=== Records shown ===

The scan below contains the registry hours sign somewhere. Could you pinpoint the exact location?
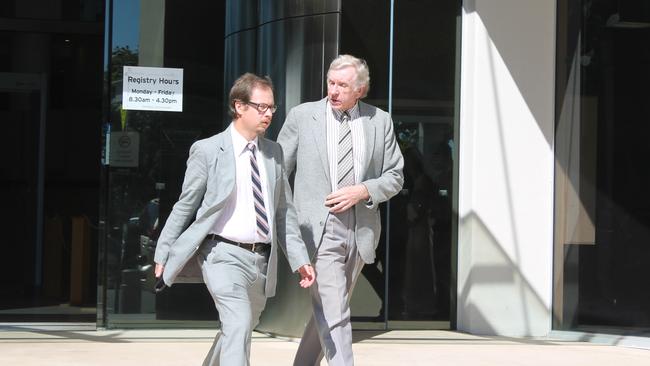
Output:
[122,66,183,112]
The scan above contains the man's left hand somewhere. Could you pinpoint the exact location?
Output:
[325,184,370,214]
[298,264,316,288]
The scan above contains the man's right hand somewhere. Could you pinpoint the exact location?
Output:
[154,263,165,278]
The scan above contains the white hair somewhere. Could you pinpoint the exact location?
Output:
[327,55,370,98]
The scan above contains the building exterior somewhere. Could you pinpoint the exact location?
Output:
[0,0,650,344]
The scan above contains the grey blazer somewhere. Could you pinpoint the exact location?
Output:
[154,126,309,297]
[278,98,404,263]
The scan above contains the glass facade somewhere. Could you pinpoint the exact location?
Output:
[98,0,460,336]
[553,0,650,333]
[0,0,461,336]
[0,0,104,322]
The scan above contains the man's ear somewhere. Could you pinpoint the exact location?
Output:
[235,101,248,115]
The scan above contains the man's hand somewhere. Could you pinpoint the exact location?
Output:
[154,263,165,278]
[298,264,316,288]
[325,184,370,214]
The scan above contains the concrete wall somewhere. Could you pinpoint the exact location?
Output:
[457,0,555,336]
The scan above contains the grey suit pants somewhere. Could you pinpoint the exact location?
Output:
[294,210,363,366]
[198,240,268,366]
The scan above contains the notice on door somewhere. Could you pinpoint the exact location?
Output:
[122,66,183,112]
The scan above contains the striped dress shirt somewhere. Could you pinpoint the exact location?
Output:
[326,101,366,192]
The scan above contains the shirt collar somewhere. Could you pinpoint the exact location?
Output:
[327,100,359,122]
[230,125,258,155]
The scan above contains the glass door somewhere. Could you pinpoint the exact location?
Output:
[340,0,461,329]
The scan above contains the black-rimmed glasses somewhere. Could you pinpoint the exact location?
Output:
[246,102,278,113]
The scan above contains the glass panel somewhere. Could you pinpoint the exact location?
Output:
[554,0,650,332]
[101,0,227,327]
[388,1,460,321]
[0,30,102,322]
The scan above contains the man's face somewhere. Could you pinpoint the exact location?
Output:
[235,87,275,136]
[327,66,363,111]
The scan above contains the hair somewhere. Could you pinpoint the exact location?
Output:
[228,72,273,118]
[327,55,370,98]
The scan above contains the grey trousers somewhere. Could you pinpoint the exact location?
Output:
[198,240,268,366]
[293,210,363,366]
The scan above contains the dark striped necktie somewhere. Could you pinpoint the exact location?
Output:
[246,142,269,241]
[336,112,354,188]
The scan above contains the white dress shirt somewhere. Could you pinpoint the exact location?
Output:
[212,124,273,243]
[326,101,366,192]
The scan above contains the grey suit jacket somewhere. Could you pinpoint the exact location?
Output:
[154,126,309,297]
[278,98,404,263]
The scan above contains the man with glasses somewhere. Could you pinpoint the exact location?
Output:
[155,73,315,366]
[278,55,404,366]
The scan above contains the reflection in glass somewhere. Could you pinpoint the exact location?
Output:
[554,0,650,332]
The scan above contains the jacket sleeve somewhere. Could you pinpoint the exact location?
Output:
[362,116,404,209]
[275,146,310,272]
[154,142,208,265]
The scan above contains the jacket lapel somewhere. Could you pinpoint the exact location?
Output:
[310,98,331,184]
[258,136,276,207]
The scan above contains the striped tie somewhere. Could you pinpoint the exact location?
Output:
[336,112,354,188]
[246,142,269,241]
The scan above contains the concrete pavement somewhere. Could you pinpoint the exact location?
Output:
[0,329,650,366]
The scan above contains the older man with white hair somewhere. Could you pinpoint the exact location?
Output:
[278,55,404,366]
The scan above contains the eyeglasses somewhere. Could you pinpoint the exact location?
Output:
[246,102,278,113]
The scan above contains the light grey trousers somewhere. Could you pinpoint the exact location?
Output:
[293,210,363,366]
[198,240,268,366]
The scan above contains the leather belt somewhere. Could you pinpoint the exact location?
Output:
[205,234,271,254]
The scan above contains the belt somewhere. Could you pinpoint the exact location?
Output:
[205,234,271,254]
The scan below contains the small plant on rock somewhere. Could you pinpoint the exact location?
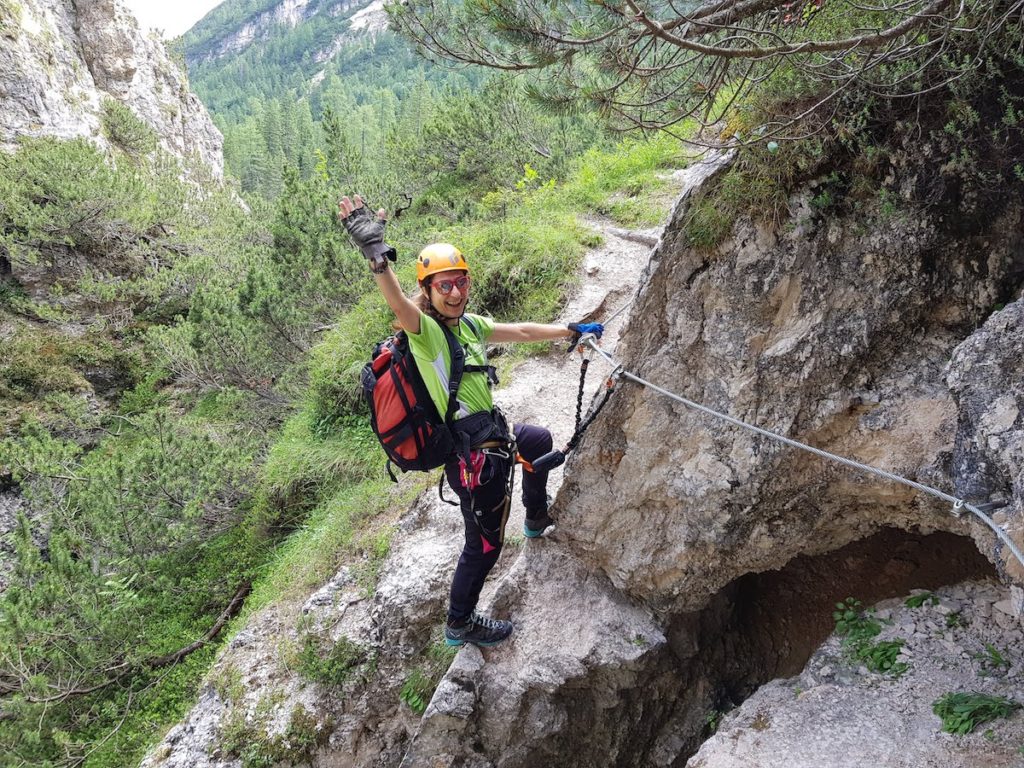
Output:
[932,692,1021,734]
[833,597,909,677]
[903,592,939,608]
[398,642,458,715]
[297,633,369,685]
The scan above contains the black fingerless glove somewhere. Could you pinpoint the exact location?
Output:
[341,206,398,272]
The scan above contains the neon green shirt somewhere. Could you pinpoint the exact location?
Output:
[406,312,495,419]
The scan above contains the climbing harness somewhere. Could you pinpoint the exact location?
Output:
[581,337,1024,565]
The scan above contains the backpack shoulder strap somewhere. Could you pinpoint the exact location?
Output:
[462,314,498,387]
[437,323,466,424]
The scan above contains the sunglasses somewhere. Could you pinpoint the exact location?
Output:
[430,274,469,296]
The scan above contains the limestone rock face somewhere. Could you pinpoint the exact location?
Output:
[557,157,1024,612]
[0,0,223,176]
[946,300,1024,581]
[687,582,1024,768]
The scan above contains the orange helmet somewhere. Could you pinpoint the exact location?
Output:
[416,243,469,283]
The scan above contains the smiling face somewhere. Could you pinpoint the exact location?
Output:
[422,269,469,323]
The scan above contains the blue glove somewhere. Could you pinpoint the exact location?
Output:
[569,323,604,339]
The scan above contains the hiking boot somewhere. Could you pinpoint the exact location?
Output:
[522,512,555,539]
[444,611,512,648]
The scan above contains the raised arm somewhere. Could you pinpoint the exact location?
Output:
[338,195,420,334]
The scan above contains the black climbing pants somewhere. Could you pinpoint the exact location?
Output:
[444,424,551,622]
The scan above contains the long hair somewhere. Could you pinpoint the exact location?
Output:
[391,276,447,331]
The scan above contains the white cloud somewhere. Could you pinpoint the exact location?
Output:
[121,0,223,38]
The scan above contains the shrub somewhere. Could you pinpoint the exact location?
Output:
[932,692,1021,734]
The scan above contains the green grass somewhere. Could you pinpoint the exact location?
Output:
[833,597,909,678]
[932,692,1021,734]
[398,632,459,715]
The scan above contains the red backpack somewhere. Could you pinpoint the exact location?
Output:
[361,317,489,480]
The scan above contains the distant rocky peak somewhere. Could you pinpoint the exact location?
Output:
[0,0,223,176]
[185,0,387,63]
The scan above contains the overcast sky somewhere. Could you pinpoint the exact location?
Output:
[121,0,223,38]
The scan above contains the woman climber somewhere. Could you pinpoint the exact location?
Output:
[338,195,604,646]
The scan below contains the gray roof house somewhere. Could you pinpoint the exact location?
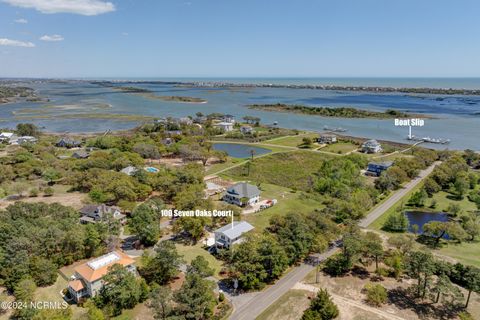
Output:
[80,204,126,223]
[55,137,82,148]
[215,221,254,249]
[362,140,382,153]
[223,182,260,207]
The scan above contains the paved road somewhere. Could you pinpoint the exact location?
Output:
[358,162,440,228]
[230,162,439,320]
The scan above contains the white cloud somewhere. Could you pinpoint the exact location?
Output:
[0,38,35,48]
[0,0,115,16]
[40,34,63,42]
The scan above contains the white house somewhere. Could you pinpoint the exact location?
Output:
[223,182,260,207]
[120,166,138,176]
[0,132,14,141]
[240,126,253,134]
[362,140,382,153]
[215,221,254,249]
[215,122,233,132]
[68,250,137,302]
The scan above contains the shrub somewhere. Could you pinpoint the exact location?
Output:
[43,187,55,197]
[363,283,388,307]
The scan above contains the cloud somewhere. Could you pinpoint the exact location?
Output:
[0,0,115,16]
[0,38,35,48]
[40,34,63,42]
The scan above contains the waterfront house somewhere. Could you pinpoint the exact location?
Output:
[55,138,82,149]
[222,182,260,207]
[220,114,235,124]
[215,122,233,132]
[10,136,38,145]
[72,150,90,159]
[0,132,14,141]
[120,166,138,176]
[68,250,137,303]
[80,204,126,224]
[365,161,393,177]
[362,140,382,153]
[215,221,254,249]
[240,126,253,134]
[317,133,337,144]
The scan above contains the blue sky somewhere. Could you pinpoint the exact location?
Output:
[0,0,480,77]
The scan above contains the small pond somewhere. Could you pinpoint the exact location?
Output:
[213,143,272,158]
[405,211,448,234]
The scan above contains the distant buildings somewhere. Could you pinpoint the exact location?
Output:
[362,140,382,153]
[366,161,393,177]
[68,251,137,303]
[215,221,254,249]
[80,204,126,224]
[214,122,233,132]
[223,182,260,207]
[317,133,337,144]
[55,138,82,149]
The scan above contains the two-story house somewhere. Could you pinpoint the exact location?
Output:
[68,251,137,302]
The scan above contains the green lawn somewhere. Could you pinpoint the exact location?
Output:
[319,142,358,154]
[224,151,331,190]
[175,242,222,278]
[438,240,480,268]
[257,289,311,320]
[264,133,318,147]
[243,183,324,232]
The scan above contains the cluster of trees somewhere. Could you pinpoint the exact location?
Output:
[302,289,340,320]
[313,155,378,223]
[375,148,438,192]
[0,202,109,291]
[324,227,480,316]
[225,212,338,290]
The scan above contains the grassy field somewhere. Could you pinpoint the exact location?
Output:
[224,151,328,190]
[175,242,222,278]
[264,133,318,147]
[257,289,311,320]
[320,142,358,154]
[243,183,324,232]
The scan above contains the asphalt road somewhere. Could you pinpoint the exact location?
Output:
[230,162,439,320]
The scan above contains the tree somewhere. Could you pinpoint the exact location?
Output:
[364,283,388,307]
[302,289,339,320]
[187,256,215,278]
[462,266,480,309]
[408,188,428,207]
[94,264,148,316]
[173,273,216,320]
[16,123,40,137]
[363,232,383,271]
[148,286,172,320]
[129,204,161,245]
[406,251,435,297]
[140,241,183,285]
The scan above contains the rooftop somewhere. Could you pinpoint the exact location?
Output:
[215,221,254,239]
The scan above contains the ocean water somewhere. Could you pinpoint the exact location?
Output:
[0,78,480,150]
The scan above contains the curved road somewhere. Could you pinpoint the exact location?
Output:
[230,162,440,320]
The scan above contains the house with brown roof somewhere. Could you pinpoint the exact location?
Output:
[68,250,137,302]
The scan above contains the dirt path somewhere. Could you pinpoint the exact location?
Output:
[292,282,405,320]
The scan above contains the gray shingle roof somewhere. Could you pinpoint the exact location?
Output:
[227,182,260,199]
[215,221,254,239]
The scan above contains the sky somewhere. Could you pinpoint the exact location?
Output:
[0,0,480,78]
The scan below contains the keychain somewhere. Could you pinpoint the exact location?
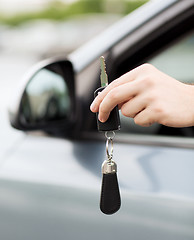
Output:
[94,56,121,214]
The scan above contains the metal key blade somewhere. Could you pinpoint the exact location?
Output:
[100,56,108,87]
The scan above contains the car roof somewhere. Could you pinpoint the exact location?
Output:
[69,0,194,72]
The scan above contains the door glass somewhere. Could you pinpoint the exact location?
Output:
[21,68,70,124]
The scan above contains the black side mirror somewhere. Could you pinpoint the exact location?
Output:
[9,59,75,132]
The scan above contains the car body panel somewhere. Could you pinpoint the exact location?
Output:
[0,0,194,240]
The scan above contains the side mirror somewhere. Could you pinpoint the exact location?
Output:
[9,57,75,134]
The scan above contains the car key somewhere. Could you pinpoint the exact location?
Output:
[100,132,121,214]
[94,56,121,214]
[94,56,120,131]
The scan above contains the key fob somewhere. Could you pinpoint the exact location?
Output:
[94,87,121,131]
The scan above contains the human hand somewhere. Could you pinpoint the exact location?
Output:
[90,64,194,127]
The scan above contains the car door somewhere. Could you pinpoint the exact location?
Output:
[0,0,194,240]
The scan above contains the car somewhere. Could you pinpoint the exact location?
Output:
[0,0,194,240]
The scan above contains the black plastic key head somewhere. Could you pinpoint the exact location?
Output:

===

Rewrite everything from the line containing "The scan above contains the car door" down to the end of the listing, putting "mark" in place of "pinpoint" and leaving the rest untouched.

- [Result]:
The scan above contains the car door somewhere. Could you mark the exact location?
Output:
[0,0,194,240]
The scan above contains the car somewhere. Could you mark the exact location?
Output:
[0,0,194,240]
The scan above contains the black plastic key head somewhere. Could you mark the exact location?
Output:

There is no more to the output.